優雅なる復讐

家にあったビデオ『コール・ポーター・ストーリー ユー・アー・ザ・トップ』を観る。


『ナイト・アンド・デイ』や『ビギン・ザ・ビギン』など、思想性皆無で「愛こそ全て!」と歌いあげるだけの甘ったるいラヴ・ソング(最大級の賛辞です、念のため)を多数のこした、おそらく20世紀最大のポピュラー音楽作曲家の1人、コール・ポーター


彼の生涯は、近年の映画『五線譜のラヴレター』にも取り上げられている。しかし、このビデオは周囲の人々の証言を通して彼の生涯をたどる、どちらかと言えば“渋い”雰囲気の伝記ドキュメンタリーだ。


ポーターに対しては、正直「上流階級出身で、イエール大学出身のエリートで、渡欧してはフィッツジェラルドヘミングウェイら“パリのアメリカ人”の代表格として華麗な夜遊びライフを満喫し、ヒット・ミュージカルを量産した、アメリカ・ショービズ界に輝く大作曲家」という程度のイメージしか持っていなかった。しかしここで紹介される人物像からは、もう少し複雑な陰影が伝わってくる。


・祖父は地方の大富豪。その祖父が強い影響力を持つ家庭で、母親に過剰に溺愛されて育ち、同性愛者となった。


・大学では最初、ネクタイも選べない野暮な田舎者として馬鹿にされた。が、すぐにその才気は学内に知れ渡るところとなり、あらゆるところに顔を出す“学内有名人”に成り上がった。

参照表現データ:
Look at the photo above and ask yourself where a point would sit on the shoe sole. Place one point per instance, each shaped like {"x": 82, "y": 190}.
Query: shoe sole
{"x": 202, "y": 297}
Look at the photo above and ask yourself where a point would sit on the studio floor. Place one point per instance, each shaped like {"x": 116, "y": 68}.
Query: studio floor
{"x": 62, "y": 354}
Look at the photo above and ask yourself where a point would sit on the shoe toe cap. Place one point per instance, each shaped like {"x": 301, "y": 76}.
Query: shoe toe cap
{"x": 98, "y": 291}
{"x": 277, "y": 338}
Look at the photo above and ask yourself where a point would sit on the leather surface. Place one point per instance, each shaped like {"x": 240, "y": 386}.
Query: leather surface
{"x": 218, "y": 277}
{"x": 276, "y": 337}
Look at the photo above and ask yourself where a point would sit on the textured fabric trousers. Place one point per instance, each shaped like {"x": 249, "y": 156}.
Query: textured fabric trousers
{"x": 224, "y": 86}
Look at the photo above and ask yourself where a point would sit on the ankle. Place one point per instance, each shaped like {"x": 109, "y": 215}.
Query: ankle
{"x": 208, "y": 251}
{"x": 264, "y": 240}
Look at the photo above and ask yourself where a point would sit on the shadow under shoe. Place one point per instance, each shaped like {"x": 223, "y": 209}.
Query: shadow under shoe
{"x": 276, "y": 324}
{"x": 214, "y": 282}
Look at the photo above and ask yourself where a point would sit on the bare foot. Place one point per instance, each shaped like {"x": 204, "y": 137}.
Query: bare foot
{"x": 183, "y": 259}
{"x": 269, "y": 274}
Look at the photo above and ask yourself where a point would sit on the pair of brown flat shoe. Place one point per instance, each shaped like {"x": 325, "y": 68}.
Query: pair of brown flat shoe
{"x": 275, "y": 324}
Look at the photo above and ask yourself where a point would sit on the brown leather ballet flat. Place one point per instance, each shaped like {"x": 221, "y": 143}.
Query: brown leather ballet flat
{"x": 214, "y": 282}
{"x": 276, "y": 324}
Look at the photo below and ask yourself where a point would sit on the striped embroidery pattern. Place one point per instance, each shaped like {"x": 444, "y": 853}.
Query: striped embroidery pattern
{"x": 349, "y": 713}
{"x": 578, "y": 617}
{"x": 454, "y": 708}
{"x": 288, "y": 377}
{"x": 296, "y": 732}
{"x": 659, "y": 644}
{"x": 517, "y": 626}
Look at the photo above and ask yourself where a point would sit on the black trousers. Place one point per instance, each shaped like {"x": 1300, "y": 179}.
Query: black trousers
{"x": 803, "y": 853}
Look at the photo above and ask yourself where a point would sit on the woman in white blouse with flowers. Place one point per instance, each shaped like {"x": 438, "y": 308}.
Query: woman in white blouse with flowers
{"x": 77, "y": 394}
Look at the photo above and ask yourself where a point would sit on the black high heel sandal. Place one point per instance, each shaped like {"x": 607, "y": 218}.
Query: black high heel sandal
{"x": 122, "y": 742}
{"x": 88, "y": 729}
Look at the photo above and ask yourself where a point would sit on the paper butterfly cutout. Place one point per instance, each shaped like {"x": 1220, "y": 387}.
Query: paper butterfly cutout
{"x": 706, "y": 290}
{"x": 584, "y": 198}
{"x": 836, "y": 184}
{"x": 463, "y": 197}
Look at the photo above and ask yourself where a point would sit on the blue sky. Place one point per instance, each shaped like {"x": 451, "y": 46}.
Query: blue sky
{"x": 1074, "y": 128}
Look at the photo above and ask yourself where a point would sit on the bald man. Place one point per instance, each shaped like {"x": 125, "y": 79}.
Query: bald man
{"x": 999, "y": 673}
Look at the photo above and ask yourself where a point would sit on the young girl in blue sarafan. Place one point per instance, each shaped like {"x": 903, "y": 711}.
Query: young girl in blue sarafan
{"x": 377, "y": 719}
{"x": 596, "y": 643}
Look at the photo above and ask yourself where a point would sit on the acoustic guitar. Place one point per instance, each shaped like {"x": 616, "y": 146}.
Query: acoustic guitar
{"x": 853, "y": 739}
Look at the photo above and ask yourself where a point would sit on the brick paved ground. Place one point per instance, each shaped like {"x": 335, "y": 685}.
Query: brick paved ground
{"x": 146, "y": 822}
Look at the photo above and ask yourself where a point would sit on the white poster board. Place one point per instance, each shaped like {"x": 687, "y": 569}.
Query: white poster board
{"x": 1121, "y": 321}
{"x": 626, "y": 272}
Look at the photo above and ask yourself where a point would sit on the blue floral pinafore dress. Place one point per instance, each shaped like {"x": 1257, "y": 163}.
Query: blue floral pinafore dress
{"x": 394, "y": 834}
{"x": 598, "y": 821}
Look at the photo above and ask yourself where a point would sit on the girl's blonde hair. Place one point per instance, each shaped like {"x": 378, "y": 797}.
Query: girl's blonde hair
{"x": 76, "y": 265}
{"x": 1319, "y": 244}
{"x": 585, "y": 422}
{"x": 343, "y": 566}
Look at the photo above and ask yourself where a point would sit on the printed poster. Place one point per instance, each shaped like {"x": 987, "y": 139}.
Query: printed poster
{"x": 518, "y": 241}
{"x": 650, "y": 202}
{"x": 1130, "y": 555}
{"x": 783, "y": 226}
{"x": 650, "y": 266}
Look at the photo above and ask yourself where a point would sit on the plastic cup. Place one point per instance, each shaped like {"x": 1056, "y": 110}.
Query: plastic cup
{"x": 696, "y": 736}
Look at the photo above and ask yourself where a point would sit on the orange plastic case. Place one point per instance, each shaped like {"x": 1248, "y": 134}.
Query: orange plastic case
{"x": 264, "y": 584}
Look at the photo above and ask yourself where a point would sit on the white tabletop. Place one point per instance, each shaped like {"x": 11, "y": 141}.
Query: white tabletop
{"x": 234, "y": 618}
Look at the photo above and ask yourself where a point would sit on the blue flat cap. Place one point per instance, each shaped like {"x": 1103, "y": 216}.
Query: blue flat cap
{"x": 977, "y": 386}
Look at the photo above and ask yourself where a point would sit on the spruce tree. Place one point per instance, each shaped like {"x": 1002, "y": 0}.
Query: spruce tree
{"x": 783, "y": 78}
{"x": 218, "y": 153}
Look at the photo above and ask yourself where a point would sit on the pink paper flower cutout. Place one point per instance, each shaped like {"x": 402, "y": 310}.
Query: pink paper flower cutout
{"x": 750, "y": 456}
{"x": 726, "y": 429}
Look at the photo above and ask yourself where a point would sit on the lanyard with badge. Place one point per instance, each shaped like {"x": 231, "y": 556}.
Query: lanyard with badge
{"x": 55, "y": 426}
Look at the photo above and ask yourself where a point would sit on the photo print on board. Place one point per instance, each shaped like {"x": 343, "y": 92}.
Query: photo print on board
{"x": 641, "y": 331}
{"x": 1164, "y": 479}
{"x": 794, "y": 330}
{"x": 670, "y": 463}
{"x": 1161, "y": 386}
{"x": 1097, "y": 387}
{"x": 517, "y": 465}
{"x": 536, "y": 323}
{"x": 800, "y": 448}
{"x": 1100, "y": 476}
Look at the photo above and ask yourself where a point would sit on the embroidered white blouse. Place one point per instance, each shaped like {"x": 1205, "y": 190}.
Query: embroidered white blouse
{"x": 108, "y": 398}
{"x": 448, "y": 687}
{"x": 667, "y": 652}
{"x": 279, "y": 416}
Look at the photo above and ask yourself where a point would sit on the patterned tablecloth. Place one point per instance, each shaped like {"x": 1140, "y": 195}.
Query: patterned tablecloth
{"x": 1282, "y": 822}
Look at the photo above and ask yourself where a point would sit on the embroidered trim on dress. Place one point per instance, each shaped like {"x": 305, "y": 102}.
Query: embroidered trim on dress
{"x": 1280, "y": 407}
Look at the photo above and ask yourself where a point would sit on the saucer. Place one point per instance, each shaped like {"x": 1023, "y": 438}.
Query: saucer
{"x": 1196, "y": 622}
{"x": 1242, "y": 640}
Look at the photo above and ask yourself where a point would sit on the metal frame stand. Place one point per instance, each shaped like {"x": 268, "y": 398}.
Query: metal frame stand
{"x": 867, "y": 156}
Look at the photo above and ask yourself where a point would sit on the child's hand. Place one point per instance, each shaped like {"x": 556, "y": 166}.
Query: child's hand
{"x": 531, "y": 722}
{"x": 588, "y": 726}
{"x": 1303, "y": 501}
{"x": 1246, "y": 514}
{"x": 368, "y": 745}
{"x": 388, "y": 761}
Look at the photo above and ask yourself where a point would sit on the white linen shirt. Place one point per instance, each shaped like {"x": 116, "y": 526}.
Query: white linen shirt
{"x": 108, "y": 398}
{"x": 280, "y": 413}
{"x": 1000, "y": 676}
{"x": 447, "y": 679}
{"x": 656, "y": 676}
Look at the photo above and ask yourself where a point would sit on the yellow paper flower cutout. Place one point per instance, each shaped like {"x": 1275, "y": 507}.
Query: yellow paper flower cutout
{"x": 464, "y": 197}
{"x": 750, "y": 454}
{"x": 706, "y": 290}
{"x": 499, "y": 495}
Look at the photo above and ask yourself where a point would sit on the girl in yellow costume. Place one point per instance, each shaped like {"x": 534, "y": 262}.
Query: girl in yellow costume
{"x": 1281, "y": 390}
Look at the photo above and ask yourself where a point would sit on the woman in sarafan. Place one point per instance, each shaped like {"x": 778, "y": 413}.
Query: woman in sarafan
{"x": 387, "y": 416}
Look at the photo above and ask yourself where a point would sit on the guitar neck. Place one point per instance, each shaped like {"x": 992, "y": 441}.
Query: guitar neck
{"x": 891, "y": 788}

### 取り組む課題
a) コール・ポーターについての本文にある次の一文を英語に訳してください。「しかし、このビデオは周囲の人々の証言を通して彼の生涯をたどる、どちらかと言えば“渋い”雰囲気の伝記ドキュメンタリーだ。」
b) コール・ポーターについての本文を「彼の生涯は、近年の映画『五線」から「れて育ち、同性愛者となった。」まで書き写し、その際「大富豪」を「資産家」に置き換えてください。
c) コール・ポーターの生涯を紹介する本文の続きを、最後の文の後から書き進めてください。

### 課題の結果
a) However, this video is a biographical documentary with a rather "understated" feel, tracing his life through the testimony of the people around him.

b)
彼の生涯は、近年の映画『五線譜のラヴレター』にも取り上げられている。しかし、このビデオは周囲の人々の証言を通して彼の生涯をたどる、どちらかと言えば“渋い”雰囲気の伝記ドキュメンタリーだ。


ポーターに対しては、正直「上流階級出身で、イエール大学出身のエリートで、渡欧してはフィッツジェラルドヘミングウェイら“パリのアメリカ人”の代表格として華麗な夜遊びライフを満喫し、ヒット・ミュージカルを量産した、アメリカ・ショービズ界に輝く大作曲家」という程度のイメージしか持っていなかった。しかしここで紹介される人物像からは、もう少し複雑な陰影が伝わってくる。


・祖父は地方の資産家。その祖父が強い影響力を持つ家庭で、母親に過剰に溺愛されて育ち、同性愛者となった。

c)
・身長の低さに強烈なコンプレックスを持っていた。その反動か、フットボールに憧れ、選手になりたがった。だが選手にはなれず、大学チームの応援歌を書いた。当時「観客は作曲者など知らずに歌っている。主役は選手たちだ」と淋しげに語っていたという。


・作曲家になってからは豪奢なパーティ・ライフにあけくれた。友人が「パーティと創作は互いにエネルギーを与えあっていた」と語るように、彼はそうした生活の中からエネルギッシュに名曲を生み出していった。とは言え、パーティからは「雰囲気を壊したくないからね」と、ひっそり1人で立ち去るのが常であったという。


・やはり大富豪の女性と、セックスレス結婚。


・キャリア絶好調の時、落馬事故で両足を複雑骨折。切断は回避したものの、車椅子生活となり、生涯その痛みに苦しむことになる。


・妻の死後、人前には姿をほとんど現さず、ごく少数の使用人と豪邸に閉じこもって暮らすようになる。


・華麗だった日々とは裏腹に、最後は病院で孤独な死を迎えた。


こうしたエピソードからは、出自や容姿や性的自我などの様々なコンプレックスを抱えた人間が、それに打ち勝とうと必死で「芸術家」になっていく様子が透けてみえるようだ。


「優雅な生活が最大の復讐である」とはカルヴィン トムキンズの言葉だが、パーティにあけくれたポーターの生活は、まさしく運命への復讐であっただろう。復讐は成功したかに見えた。彼が立ったその頂点で、しかし事故が彼の人生を破壊したのは、運命からの残酷な返礼というほかない。


これを観て、彼の曲の途方もない甘美さが背後に抱える憂鬱さが、少しだけわかった。気がした。